'''

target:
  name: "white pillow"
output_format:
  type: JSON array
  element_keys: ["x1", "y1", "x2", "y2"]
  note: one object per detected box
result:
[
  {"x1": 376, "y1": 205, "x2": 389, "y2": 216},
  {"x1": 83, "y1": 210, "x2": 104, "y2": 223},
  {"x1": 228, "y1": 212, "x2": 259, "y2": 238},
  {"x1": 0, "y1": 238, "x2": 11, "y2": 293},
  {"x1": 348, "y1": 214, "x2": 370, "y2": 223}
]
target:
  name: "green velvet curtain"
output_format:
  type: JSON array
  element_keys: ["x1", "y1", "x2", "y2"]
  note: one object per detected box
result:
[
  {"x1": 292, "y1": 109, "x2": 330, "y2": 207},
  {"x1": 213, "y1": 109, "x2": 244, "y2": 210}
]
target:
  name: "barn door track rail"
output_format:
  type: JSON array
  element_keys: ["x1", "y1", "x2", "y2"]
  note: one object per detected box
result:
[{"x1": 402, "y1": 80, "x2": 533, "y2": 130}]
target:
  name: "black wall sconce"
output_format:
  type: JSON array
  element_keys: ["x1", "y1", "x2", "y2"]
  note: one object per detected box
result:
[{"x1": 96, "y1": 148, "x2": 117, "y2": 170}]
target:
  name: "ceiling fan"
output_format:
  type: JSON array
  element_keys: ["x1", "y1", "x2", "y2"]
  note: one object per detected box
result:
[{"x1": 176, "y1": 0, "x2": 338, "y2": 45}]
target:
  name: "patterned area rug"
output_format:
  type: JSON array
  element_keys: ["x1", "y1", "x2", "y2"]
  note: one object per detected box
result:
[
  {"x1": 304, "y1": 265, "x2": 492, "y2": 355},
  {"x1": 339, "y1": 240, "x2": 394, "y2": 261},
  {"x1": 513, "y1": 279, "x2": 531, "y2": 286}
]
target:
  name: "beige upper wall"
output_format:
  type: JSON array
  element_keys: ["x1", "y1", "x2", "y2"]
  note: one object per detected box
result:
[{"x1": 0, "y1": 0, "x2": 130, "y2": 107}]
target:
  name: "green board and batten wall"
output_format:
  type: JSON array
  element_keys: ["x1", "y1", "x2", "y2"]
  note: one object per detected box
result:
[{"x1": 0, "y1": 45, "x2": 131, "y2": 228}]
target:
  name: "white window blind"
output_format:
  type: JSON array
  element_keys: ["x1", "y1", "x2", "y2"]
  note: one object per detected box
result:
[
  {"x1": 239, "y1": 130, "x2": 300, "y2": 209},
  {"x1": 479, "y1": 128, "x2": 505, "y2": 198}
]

'''

- WHAT YOU ARE ASKED TO DO -
Recast each line of all the items above as a JSON array of strings, one string per line, and omit any blank lines.

- EXERCISE RESULT -
[
  "target:",
  "  name: \"white pillow\"",
  "output_format:",
  "  type: JSON array",
  "  element_keys: [\"x1\", \"y1\", \"x2\", \"y2\"]",
  "  note: one object per detected box",
  "result:",
  "[",
  "  {\"x1\": 376, \"y1\": 205, \"x2\": 389, \"y2\": 216},",
  "  {\"x1\": 83, \"y1\": 210, \"x2\": 104, \"y2\": 223},",
  "  {\"x1\": 228, \"y1\": 212, \"x2\": 259, \"y2\": 238},",
  "  {\"x1\": 0, \"y1\": 238, \"x2\": 11, \"y2\": 293},",
  "  {\"x1\": 348, \"y1\": 214, \"x2\": 370, \"y2\": 223}",
  "]",
  "target:",
  "  name: \"green velvet curtain\"",
  "output_format:",
  "  type: JSON array",
  "  element_keys: [\"x1\", \"y1\", \"x2\", \"y2\"]",
  "  note: one object per detected box",
  "result:",
  "[",
  "  {\"x1\": 292, \"y1\": 109, \"x2\": 330, \"y2\": 207},",
  "  {\"x1\": 213, \"y1\": 109, \"x2\": 244, \"y2\": 210}",
  "]",
  "target:",
  "  name: \"barn door track rail\"",
  "output_format:",
  "  type: JSON array",
  "  element_keys: [\"x1\", \"y1\", \"x2\", \"y2\"]",
  "  note: one object per detected box",
  "result:",
  "[{\"x1\": 402, \"y1\": 80, \"x2\": 533, \"y2\": 130}]",
  "target:",
  "  name: \"black wall sconce\"",
  "output_format:",
  "  type: JSON array",
  "  element_keys: [\"x1\", \"y1\", \"x2\", \"y2\"]",
  "  note: one object per detected box",
  "result:",
  "[{\"x1\": 96, \"y1\": 148, \"x2\": 117, \"y2\": 170}]",
  "target:",
  "  name: \"ceiling fan\"",
  "output_format:",
  "  type: JSON array",
  "  element_keys: [\"x1\", \"y1\", \"x2\", \"y2\"]",
  "  note: one object per detected box",
  "result:",
  "[{\"x1\": 176, \"y1\": 0, \"x2\": 338, \"y2\": 45}]",
  "target:",
  "  name: \"patterned area rug\"",
  "output_format:",
  "  type: JSON array",
  "  element_keys: [\"x1\", \"y1\", \"x2\", \"y2\"]",
  "  note: one object per detected box",
  "result:",
  "[",
  "  {\"x1\": 304, \"y1\": 265, \"x2\": 492, \"y2\": 355},",
  "  {\"x1\": 339, \"y1\": 240, \"x2\": 394, \"y2\": 261},",
  "  {\"x1\": 513, \"y1\": 279, \"x2\": 531, \"y2\": 286}",
  "]",
  "target:",
  "  name: \"beige upper wall\"",
  "output_format:",
  "  type: JSON array",
  "  element_keys: [\"x1\", \"y1\", \"x2\", \"y2\"]",
  "  note: one object per detected box",
  "result:",
  "[{\"x1\": 0, \"y1\": 0, \"x2\": 130, \"y2\": 107}]",
  "target:",
  "  name: \"green board and batten wall\"",
  "output_format:",
  "  type: JSON array",
  "  element_keys: [\"x1\", \"y1\", \"x2\", \"y2\"]",
  "  note: one object per detected box",
  "result:",
  "[{\"x1\": 0, \"y1\": 45, \"x2\": 131, \"y2\": 228}]",
  "target:",
  "  name: \"white window blind\"",
  "output_format:",
  "  type: JSON array",
  "  element_keys: [\"x1\", \"y1\", \"x2\", \"y2\"]",
  "  note: one object per detected box",
  "result:",
  "[",
  "  {\"x1\": 239, \"y1\": 130, \"x2\": 300, \"y2\": 209},",
  "  {\"x1\": 479, \"y1\": 128, \"x2\": 505, \"y2\": 198}",
  "]"
]